Sacchi sendiri merasa akan menghadapi perlawanan sengit, seperti dikatakannya ketika masih di Milan. "Real Madrid membiarkan kami main, tapi Bukarest akan menghalangi kami," ujarnya.
Maka jangan heran kalau Sacchi pun - seperti ribuan penonton lainnya, termasuk ratusan wartawan (semuanya 750 wartawan) - terperangah oleh kenyataan yang kemudian terjadi di lapangan.
Ya, siapa menyangka partai final kejuaraan Eropa itu dimenangkan Milan dengan begitu mudah?
Belum apa-apa, baru lima menit, sudah dua kali Donadoni membuat kiper Lung harus merentangkan tangannya lebar-lebar agar tidak kebobolan. Lalu Gullit, di menit 15, setelah menerima umpan panjang Baresi, menghajar tiang jauh dari sisi kiri kotak penalti.
Dua menit kemudian ia tak membuat kesalahan lagi ketika menyelesaikan sebuah kemelut di depan gawang Bukarest yang dimulai oleh bek kanan Tassotti. Dari jarak sangat pendek, Gullit menghantamkan kaki kanannya ke sudut gawang yang jauh dari jangkauan kiper Lung.
Jangan tanya lagi bagaimana reaksi para tifosi. Gedebam tambur, kembang api, dan sorak-sorai jauh lebih menggema, dan seperti tak akan berhenti karena memang permainan Milan begitu hidup. Gullit pun begitu cemerlang dengan kerja kaki dan kepalanya. Juga Van Basten, juga Rijkaard, juga Donadoni, juga Baresi, Ancelotti, Colombo, Tassotti, dan kiper Galli.

* **Daftar Entri**
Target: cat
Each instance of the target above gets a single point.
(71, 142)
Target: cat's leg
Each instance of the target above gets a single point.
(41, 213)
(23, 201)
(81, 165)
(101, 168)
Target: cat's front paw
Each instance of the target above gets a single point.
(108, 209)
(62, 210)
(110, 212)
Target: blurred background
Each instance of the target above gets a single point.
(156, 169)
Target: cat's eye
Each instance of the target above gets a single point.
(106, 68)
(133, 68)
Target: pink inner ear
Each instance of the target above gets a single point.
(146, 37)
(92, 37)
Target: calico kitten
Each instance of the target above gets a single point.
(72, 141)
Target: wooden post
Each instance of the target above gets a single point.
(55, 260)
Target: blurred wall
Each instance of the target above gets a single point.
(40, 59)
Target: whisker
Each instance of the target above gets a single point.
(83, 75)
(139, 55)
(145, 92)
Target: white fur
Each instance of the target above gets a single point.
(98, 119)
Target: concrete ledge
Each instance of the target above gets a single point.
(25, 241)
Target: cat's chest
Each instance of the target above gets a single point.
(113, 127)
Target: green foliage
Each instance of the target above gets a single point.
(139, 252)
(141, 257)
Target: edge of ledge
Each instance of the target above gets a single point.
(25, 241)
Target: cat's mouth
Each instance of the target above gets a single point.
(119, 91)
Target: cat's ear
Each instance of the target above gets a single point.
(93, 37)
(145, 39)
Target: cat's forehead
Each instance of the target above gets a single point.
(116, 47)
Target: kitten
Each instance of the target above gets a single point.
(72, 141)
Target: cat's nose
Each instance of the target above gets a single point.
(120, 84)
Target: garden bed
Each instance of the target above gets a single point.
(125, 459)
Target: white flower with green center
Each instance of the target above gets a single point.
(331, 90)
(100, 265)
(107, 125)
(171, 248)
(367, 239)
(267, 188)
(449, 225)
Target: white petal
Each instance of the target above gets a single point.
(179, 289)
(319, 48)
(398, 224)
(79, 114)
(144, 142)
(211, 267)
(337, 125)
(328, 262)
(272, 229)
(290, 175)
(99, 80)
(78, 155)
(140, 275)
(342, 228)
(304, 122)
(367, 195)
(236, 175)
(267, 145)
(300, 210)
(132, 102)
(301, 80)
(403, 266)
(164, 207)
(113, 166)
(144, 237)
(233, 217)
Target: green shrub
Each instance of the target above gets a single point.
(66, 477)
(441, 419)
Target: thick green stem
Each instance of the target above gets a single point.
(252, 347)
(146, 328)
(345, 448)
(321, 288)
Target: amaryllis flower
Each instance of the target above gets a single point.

* **Soal Latihan A**
Jawab pertanyaan berikut berdasarkan petikan teks di atas.
(i) Berapa jumlah seluruh wartawan yang disebutkan?
(ii) Pada menit keberapa Gullit menghajar tiang jauh setelah menerima umpan panjang Baresi?
(iii) Siapa bek kanan yang memulai kemelut di depan gawang Bukarest?
* **Soal Latihan B**
Tentukan setiap baris pada entri di atas yang memuat kata "blurred", lalu salin baris tersebut. Huruf besar dan kecil dibedakan.

* **Jawaban A**
(i) 750 wartawan.
(ii) Menit 15.
(iii) Tassotti.

* **Jawaban B**
Target: blurred background
Target: blurred wall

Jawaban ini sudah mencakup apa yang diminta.